## ПЕРЕЧЕНЬ ЗАПИСЕЙ

---*---

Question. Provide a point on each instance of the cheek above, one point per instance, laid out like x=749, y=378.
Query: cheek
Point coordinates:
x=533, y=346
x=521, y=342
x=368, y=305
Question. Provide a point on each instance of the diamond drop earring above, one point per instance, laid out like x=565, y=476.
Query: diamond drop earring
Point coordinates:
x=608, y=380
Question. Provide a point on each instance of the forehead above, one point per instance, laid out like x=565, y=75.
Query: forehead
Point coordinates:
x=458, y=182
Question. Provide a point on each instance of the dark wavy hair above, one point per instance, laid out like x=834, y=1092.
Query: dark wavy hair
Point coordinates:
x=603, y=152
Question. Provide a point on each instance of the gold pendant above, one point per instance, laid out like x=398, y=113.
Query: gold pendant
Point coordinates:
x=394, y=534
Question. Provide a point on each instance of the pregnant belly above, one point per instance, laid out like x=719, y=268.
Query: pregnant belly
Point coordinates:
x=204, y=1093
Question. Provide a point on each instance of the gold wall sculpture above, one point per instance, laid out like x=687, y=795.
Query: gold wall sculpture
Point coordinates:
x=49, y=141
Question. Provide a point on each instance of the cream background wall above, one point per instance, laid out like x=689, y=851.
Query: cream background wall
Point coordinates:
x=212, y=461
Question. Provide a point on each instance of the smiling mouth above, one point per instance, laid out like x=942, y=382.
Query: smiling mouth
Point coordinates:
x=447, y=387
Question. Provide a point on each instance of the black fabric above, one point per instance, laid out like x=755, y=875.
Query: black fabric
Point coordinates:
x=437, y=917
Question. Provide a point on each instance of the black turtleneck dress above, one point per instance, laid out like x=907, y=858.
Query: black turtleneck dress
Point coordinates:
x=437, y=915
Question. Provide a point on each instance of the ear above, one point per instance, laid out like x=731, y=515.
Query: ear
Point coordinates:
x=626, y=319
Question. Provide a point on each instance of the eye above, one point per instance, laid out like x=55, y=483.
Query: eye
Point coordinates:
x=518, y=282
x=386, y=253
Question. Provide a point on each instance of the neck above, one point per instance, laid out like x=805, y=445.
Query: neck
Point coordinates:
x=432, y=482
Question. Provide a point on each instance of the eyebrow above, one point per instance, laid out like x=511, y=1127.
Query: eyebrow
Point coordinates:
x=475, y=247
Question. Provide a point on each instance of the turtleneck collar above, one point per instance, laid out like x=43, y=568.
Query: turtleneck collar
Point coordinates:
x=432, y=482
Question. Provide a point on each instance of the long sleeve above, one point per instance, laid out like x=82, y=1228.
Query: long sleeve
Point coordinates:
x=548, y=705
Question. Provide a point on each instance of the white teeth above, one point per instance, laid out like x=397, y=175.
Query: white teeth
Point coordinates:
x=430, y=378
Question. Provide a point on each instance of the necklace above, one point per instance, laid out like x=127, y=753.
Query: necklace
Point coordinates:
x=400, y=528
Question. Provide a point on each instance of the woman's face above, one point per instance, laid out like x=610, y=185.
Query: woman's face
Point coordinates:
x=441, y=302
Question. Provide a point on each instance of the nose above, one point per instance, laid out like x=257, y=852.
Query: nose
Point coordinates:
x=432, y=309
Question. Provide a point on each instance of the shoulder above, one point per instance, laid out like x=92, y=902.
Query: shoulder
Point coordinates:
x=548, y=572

---*---

## ЗАДАНИЕ
Перепишите без изменений строки записей от самого начала до строки с «x=437, y=917» включительно.

## ПИСЬМЕННЫЙ ОТВЕТ
Question. Provide a point on each instance of the cheek above, one point per instance, laid out like x=749, y=378.
Query: cheek
Point coordinates:
x=533, y=346
x=521, y=342
x=368, y=305
Question. Provide a point on each instance of the diamond drop earring above, one point per instance, laid out like x=565, y=476.
Query: diamond drop earring
Point coordinates:
x=608, y=380
Question. Provide a point on each instance of the forehead above, one point per instance, laid out like x=565, y=75.
Query: forehead
Point coordinates:
x=458, y=182
Question. Provide a point on each instance of the dark wavy hair above, one point per instance, laid out like x=834, y=1092.
Query: dark wavy hair
Point coordinates:
x=603, y=152
Question. Provide a point on each instance of the gold pendant above, one point per instance, laid out like x=398, y=113.
Query: gold pendant
Point coordinates:
x=394, y=534
Question. Provide a point on each instance of the pregnant belly above, one point per instance, laid out like x=719, y=268.
Query: pregnant belly
Point coordinates:
x=204, y=1093
Question. Provide a point on each instance of the gold wall sculpture above, one point per instance, laid out like x=687, y=795.
Query: gold wall sculpture
Point coordinates:
x=49, y=141
Question. Provide a point on each instance of the cream background wall above, one point per instance, laid out like x=689, y=851.
Query: cream background wall
Point coordinates:
x=212, y=461
Question. Provide a point on each instance of the smiling mouth above, one point per instance, laid out like x=942, y=382.
Query: smiling mouth
Point coordinates:
x=447, y=387
Question. Provide a point on each instance of the black fabric above, one point per instance, laid out like x=755, y=875.
Query: black fabric
Point coordinates:
x=437, y=917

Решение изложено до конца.